To be done: Revise the lines below so that each "photo" reads "image", leaving every other part untouched.

Extracted data entries
══════════
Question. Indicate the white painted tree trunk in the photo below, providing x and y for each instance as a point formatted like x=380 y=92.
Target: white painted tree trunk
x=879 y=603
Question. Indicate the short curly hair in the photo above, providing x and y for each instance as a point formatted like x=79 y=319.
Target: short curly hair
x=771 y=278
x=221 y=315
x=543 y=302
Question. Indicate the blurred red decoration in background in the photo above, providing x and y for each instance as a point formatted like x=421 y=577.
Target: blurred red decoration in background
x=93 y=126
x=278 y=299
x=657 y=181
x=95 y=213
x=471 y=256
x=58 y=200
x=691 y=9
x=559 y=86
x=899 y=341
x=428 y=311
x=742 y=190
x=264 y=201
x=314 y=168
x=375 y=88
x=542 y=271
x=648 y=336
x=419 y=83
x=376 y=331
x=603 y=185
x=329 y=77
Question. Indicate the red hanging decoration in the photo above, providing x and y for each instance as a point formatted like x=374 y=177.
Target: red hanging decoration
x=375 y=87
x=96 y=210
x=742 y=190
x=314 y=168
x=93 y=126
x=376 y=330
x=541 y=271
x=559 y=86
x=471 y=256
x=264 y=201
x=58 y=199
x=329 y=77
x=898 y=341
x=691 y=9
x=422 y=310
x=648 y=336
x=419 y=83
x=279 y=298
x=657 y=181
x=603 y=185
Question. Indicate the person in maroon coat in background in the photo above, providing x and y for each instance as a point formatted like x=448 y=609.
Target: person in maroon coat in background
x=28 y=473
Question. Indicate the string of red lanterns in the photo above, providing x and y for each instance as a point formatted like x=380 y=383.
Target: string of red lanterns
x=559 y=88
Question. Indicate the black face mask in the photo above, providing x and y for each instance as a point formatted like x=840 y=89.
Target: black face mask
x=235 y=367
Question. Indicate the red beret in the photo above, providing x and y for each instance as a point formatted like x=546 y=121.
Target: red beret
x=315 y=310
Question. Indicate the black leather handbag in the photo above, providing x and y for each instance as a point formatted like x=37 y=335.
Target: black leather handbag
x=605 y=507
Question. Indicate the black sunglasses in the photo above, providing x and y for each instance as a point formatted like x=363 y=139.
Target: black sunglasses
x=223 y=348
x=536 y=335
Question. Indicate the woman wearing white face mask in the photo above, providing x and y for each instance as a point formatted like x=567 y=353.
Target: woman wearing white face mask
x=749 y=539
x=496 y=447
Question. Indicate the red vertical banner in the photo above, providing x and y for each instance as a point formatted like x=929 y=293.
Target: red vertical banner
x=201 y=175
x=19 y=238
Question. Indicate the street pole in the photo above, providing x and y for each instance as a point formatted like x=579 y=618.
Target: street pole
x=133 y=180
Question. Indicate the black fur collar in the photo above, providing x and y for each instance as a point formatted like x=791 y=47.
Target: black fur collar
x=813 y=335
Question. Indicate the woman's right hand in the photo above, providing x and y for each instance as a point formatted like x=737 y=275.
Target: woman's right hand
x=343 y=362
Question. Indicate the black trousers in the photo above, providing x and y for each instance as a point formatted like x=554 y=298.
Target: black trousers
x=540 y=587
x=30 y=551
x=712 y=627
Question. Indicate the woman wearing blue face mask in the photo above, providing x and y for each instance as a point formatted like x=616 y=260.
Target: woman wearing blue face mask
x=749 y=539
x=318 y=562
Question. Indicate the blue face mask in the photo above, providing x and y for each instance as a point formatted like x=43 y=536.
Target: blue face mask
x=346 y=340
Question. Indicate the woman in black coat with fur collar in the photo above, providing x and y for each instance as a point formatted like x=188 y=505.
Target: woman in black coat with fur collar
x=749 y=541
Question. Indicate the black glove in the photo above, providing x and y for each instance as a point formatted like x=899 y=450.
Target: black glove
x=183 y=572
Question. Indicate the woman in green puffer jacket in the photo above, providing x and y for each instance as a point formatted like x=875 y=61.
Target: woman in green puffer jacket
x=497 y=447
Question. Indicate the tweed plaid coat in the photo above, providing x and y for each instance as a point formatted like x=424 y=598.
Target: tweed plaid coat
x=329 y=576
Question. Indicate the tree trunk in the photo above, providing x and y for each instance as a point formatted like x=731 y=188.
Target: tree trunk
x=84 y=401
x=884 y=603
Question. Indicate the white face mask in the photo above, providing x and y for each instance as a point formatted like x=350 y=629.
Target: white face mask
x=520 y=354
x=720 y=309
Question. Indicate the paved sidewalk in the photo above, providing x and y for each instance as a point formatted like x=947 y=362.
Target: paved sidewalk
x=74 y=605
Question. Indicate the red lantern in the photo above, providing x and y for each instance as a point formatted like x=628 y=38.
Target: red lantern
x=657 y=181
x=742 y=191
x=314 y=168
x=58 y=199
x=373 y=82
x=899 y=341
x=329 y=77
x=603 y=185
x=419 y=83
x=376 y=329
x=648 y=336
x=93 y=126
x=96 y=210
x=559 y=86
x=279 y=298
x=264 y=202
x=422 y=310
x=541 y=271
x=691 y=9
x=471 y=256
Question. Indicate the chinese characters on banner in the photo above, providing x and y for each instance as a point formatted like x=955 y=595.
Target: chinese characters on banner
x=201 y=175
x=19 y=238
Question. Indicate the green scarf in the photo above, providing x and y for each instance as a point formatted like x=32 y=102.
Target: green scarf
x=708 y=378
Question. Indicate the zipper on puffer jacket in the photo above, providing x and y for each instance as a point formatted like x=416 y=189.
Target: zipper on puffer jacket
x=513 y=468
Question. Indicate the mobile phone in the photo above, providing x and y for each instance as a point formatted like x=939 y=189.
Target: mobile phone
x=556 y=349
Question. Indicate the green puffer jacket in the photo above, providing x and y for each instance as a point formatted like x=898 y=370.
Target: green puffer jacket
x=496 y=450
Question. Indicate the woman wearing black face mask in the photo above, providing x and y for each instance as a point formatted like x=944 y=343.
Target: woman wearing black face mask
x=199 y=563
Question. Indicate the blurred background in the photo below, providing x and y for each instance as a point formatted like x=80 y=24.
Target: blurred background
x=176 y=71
══════════
Result of the exercise:
Question. Indicate the white painted tree trunk in the image below, providing x and y for each instance as a point formatted like x=380 y=92.
Target: white painted tree trunk
x=879 y=603
Question. Indicate the short curly hair in the image above, providing x and y for each instance as a point formatted like x=79 y=319.
Target: short curly hair
x=771 y=278
x=221 y=315
x=543 y=302
Question. Indicate the blurred red decoration in background in the image above, providing x and y for each instance as a point formatted like x=421 y=577.
Target: blurred red decoration in background
x=93 y=126
x=278 y=299
x=657 y=181
x=95 y=213
x=471 y=256
x=58 y=200
x=691 y=9
x=559 y=86
x=899 y=341
x=428 y=311
x=742 y=190
x=264 y=201
x=314 y=168
x=375 y=88
x=542 y=271
x=648 y=336
x=419 y=83
x=376 y=331
x=603 y=185
x=329 y=77
Question. Indicate the red hanging decoration in the image above, providing x and y for each instance as a point formatted like x=374 y=177.
Target: red hanging decoration
x=375 y=87
x=96 y=210
x=742 y=190
x=314 y=168
x=93 y=126
x=376 y=330
x=541 y=271
x=559 y=86
x=471 y=256
x=264 y=201
x=58 y=199
x=329 y=77
x=898 y=341
x=691 y=9
x=422 y=310
x=648 y=336
x=419 y=83
x=279 y=298
x=657 y=181
x=603 y=185
Question. Indicate the person in maroon coat in background in the image above, providing x and y for each instance as a point formatted like x=448 y=609.
Target: person in maroon coat in background
x=28 y=473
Question. Indicate the string of red lanterns in the image above, providing x and y for each instance as a point formatted like x=380 y=383.
Target: string of red lanterns
x=559 y=88
Question. Indicate the black face mask in the image above, providing x and y for each instance as a point formatted like x=840 y=89.
Target: black face mask
x=235 y=367
Question. Indicate the red beret in the image above, providing x and y for each instance as a point formatted like x=546 y=121.
Target: red beret
x=315 y=310
Question. Indicate the black leather handbag in the image above, providing x and y for each instance as a point formatted like x=37 y=335.
Target: black leather handbag
x=605 y=507
Question. Indicate the black sunglasses in the image above, providing x and y for each instance as a point formatted like x=363 y=139.
Target: black sunglasses
x=223 y=348
x=536 y=335
Question. Indicate the woman wearing white face mask in the image above, providing x and y for each instance as a point formatted like x=567 y=353.
Target: woman wearing white face mask
x=749 y=539
x=496 y=447
Question. Indicate the red vertical banner in the image above, providing x and y for each instance as a point formatted like x=929 y=293.
Target: red vertical banner
x=201 y=175
x=19 y=238
Question. Indicate the street pole in the image above, providing x and y for each instance as a point formatted like x=579 y=618.
Target: street pole
x=133 y=180
Question. Indicate the black fur collar in the image above, providing x and y for each instance as a point formatted like x=791 y=47.
Target: black fur collar
x=813 y=335
Question. Indicate the woman's right hand in the image above, providing x and y for each instance as a point formatted like x=737 y=275.
Target: woman's right hand
x=343 y=362
Question. Indicate the black trousers in the image above, providing x and y for each instance as a point formatted like x=554 y=298.
Target: black trousers
x=540 y=587
x=30 y=551
x=712 y=627
Question. Indicate the woman wearing blue face mask in the image above, providing x and y for each instance as a point formatted like x=616 y=260.
Target: woman wearing blue face mask
x=749 y=539
x=318 y=562
Question. Indicate the blue face mask in the image above, providing x and y for each instance as a point formatted like x=43 y=536.
Target: blue face mask
x=346 y=340
Question. Indicate the woman in black coat with fur collar in the image above, providing x and y for each instance as a point formatted like x=188 y=505.
Target: woman in black coat with fur collar
x=749 y=541
Question. Indicate the black glove in the image above, providing x and y for each instance as a point formatted like x=899 y=450.
Target: black glove
x=183 y=572
Question. Indicate the woman in green puffer jacket in the image above, providing x and y for each instance as a point formatted like x=875 y=61.
Target: woman in green puffer jacket
x=497 y=447
Question. Indicate the tweed plaid coat in the image above, providing x and y for each instance as a point formatted like x=424 y=598.
Target: tweed plaid coat
x=329 y=576
Question. Indicate the tree trunk in the image above, providing x and y for each instance as a point formatted like x=731 y=188.
Target: tree trunk
x=84 y=401
x=884 y=603
Question. Indicate the white face mask in the image above, providing x and y for each instance as a point formatted like x=350 y=629.
Target: white face mask
x=520 y=354
x=720 y=309
Question. Indicate the paved sidewalk in the image above, providing x and y for each instance as a point formatted like x=947 y=362.
Target: paved sidewalk
x=74 y=605
Question. Indicate the red lantern in the image above, providing x and y for each instance as a point formatted like x=628 y=38.
Target: red lantern
x=657 y=181
x=742 y=191
x=314 y=168
x=58 y=199
x=373 y=82
x=899 y=341
x=329 y=77
x=603 y=185
x=419 y=83
x=376 y=329
x=648 y=336
x=93 y=126
x=96 y=210
x=559 y=86
x=279 y=298
x=264 y=202
x=422 y=310
x=541 y=271
x=691 y=9
x=471 y=256
Question. Indicate the chinese characters on banner in the image above, providing x and y for each instance as a point formatted like x=955 y=595.
Target: chinese characters on banner
x=201 y=175
x=19 y=238
Question. Indicate the green scarf in the image above, providing x and y for each instance as a point formatted like x=32 y=102.
Target: green scarf
x=708 y=378
Question. Indicate the zipper on puffer jacket in the image above, providing x and y for each instance as a point formatted like x=416 y=189.
Target: zipper on puffer jacket
x=513 y=468
Question. Indicate the mobile phone in the image above, providing x and y for each instance as a point formatted like x=939 y=189.
Target: mobile phone
x=556 y=349
Question. Indicate the green puffer jacket in the image above, providing x and y for each instance as a point formatted like x=898 y=370.
Target: green puffer jacket
x=496 y=450
Question. Indicate the woman wearing black face mask in the image above, providing x and y for each instance as a point formatted like x=944 y=343.
Target: woman wearing black face mask
x=199 y=563
Question. Indicate the blurred background in the image below, providing x and y for each instance as a point formatted like x=80 y=24.
Target: blurred background
x=176 y=71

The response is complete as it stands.